Source material -
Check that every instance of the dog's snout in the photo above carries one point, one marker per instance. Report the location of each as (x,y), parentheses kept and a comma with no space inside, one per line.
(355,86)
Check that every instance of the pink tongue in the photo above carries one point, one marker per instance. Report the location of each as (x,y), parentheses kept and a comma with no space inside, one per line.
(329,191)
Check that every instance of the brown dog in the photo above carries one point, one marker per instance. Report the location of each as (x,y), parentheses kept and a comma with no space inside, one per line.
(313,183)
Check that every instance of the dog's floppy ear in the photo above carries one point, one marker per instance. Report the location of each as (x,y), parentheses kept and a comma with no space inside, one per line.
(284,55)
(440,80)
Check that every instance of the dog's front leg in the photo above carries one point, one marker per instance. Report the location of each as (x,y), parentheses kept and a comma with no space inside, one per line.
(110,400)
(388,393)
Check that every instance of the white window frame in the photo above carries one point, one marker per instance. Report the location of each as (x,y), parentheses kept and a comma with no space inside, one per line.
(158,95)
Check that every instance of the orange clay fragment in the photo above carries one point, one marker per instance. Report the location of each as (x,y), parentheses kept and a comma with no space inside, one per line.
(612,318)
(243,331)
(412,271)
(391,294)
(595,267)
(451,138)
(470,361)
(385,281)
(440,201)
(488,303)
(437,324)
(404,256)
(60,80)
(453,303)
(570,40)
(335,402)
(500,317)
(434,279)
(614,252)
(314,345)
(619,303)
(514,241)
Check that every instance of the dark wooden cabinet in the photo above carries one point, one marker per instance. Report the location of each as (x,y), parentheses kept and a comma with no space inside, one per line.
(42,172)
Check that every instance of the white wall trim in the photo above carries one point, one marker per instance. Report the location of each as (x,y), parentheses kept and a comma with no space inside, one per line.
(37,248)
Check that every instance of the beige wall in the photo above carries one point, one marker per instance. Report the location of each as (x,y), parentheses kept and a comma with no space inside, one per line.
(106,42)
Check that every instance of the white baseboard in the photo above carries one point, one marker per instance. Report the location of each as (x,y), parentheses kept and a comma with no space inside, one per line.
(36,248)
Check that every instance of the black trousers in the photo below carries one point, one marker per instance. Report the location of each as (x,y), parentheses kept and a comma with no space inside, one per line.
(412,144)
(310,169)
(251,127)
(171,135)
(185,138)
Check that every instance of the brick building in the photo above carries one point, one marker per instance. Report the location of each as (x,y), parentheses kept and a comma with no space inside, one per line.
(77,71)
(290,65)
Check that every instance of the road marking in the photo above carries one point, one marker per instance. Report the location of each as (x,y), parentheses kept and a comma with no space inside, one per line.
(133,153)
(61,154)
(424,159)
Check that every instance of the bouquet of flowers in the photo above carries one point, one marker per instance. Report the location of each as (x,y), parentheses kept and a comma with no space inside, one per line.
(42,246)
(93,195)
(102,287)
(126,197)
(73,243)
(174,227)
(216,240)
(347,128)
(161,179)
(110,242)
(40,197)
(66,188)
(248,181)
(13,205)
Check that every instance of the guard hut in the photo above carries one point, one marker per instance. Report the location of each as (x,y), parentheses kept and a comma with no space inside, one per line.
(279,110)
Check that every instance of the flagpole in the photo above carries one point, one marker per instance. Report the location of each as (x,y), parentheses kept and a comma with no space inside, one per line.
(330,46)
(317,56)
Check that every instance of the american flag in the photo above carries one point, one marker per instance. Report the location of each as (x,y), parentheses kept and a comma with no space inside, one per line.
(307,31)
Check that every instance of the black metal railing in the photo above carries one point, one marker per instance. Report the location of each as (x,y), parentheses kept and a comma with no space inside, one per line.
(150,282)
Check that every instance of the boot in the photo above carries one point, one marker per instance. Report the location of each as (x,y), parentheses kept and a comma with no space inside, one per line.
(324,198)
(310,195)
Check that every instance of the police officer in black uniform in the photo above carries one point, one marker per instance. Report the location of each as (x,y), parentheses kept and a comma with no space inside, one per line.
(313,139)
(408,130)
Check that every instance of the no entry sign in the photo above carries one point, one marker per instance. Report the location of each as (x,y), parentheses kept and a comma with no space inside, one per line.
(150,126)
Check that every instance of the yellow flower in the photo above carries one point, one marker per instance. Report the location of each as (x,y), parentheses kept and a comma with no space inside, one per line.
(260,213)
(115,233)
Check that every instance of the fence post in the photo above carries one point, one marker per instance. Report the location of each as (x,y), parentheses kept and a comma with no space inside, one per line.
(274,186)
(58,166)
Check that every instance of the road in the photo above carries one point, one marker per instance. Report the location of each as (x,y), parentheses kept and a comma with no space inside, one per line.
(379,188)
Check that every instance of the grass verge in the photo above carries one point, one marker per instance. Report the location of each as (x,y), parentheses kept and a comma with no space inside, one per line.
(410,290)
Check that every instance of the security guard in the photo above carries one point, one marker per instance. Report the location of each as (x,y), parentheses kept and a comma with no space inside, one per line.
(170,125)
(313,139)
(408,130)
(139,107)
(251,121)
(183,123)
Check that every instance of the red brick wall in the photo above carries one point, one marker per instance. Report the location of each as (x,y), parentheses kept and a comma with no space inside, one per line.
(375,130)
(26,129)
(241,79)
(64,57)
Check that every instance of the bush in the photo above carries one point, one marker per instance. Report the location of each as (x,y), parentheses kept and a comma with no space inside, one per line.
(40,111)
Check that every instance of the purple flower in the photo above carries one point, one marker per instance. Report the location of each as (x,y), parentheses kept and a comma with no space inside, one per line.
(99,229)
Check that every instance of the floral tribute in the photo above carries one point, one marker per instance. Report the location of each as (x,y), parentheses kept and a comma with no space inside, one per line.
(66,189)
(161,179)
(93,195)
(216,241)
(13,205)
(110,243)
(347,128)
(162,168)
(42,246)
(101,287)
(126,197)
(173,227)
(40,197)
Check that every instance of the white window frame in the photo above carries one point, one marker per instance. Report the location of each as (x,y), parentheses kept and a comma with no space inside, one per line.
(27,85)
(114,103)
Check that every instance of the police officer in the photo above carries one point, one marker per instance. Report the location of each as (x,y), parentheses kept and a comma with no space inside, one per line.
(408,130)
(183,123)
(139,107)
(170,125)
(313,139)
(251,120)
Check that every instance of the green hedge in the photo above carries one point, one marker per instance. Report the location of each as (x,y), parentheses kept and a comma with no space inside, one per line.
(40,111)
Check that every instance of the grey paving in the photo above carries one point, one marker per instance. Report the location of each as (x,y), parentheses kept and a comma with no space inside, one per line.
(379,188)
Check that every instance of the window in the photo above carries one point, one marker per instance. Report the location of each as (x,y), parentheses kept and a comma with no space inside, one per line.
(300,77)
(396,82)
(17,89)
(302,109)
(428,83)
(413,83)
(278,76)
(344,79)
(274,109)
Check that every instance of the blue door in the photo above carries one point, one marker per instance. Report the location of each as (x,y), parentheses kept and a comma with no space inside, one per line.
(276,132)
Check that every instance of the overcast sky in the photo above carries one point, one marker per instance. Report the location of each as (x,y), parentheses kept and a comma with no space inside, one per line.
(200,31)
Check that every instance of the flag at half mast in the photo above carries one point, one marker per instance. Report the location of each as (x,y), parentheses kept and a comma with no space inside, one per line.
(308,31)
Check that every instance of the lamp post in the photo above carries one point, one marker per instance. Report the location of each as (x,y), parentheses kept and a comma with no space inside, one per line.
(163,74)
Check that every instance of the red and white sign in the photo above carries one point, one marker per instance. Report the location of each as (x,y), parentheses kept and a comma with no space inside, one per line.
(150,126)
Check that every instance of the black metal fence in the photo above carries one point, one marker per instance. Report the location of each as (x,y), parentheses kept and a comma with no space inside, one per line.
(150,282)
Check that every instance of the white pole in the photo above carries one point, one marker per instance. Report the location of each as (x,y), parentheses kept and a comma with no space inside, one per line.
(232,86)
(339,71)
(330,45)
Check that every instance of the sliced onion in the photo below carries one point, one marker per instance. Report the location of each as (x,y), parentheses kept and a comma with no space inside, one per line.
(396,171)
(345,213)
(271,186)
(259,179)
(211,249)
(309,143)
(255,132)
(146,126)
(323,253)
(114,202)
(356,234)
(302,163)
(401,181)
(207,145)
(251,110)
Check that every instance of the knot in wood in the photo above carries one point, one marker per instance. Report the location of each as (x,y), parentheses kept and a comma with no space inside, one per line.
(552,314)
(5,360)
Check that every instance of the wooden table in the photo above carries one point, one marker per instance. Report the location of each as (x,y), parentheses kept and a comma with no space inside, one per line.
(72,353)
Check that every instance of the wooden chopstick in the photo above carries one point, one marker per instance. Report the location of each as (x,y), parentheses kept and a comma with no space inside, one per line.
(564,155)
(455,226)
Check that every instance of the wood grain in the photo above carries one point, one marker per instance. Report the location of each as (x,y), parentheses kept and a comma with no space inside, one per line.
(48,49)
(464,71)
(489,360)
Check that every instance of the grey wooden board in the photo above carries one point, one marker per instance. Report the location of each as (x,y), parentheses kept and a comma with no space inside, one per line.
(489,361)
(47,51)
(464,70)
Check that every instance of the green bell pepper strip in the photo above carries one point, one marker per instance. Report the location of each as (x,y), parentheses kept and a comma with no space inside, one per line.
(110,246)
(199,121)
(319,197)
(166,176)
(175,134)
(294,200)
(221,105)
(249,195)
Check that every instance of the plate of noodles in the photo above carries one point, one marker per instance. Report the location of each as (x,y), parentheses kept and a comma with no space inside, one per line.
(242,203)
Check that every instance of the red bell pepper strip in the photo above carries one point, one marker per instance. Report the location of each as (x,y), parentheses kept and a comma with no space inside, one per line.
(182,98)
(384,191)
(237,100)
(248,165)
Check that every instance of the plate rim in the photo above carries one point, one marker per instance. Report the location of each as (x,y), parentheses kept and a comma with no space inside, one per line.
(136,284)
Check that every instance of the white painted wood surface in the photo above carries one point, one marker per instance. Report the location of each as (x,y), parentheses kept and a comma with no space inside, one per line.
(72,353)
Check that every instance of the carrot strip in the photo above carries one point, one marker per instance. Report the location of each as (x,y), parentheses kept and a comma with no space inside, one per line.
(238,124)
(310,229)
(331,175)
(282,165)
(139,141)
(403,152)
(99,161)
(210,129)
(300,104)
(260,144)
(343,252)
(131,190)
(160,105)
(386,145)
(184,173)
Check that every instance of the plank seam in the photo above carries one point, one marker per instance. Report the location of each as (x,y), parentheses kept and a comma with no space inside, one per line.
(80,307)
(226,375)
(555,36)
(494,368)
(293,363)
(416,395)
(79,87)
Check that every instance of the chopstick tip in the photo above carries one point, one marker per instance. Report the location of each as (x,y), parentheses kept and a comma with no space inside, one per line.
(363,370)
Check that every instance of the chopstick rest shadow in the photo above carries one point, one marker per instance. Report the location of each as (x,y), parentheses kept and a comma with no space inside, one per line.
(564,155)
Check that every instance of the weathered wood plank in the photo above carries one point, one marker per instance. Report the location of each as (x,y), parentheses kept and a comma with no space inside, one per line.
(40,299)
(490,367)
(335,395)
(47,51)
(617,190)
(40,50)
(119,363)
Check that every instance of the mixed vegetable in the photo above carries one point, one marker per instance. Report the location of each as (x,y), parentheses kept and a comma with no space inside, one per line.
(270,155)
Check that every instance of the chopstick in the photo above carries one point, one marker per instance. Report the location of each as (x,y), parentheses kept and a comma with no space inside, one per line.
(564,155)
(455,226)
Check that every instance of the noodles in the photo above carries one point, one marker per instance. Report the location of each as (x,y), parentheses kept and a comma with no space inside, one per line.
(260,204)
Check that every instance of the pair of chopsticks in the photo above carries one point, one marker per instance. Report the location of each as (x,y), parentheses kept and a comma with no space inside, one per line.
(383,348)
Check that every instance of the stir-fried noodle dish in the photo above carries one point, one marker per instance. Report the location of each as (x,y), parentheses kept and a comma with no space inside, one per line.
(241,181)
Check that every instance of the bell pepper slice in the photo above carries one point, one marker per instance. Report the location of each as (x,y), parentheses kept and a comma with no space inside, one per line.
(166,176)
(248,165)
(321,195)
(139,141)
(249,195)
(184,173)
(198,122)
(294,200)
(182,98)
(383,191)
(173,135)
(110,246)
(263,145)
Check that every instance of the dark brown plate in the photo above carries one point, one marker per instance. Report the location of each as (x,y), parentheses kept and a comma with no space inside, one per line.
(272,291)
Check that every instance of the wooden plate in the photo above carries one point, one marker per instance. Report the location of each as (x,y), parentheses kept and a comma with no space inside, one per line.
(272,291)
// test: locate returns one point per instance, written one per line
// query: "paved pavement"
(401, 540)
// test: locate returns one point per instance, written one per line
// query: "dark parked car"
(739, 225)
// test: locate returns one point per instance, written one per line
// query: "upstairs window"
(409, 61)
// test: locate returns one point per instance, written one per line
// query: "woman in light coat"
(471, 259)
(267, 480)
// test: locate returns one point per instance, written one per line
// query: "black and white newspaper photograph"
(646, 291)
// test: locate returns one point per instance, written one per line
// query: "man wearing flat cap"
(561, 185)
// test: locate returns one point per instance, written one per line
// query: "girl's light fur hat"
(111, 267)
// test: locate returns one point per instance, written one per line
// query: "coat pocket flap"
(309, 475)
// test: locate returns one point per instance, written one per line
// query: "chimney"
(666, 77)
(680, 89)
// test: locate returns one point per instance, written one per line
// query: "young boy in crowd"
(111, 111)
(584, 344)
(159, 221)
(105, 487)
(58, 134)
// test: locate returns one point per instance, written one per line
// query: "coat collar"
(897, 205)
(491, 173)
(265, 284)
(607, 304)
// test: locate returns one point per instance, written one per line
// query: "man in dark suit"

Exercise objective -
Pick out every line in the items above that contains the string "query" and copy each of those lines in full.

Task output -
// query: "paved pavement"
// query: "dark parked car"
// query: "upstairs window"
// query: "woman in light coat"
// query: "black and white newspaper photograph"
// query: "man wearing flat cap"
// query: "girl's light fur hat"
// query: "coat pocket flap"
// query: "chimney"
// query: "young boy in crowd"
// query: "coat collar"
// query: "man in dark suit"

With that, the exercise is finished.